:: RECORDS TO PROCESS

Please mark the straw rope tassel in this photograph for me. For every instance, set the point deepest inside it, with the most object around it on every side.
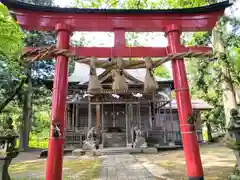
(119, 83)
(94, 85)
(150, 84)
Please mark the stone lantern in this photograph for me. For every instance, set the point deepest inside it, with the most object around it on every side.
(8, 150)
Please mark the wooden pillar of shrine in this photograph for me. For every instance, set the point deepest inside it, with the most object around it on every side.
(98, 115)
(60, 88)
(189, 138)
(127, 123)
(89, 114)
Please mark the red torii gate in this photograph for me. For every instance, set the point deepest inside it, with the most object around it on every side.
(66, 20)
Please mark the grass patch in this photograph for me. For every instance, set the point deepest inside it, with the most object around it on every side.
(84, 169)
(177, 171)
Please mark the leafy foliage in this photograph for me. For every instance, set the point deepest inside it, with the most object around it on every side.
(11, 35)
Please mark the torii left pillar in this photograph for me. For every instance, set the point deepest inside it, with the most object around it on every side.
(60, 86)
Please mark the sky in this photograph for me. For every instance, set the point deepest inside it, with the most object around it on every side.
(102, 39)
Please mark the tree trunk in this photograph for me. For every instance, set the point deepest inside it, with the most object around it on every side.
(27, 112)
(229, 95)
(209, 132)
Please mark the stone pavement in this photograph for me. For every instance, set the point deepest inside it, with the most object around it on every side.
(123, 167)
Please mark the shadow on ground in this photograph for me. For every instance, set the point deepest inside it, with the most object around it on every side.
(217, 160)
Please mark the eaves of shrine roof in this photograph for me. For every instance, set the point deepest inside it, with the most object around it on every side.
(197, 104)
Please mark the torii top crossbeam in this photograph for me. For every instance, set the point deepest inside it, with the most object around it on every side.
(33, 17)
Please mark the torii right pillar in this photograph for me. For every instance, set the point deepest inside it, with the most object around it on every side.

::::

### YOUR INSTRUCTIONS
From the line with "Please mark the eaves" through the final line of the records, return each line exactly. Leave out the rest.

### SOLUTION
Please mark the eaves of shrine roof in this photograph for me. For every instance, set the point deepest inside it, with the most object around it on every side.
(197, 104)
Please mark the torii top crossbeam in this photograph for me. For every instance, set the point deepest inside it, with the most object around it on every side.
(33, 17)
Please mark the torii right pillar in this photograph for me. For every instance, set the point deepest inside it, with the most object around it on every side.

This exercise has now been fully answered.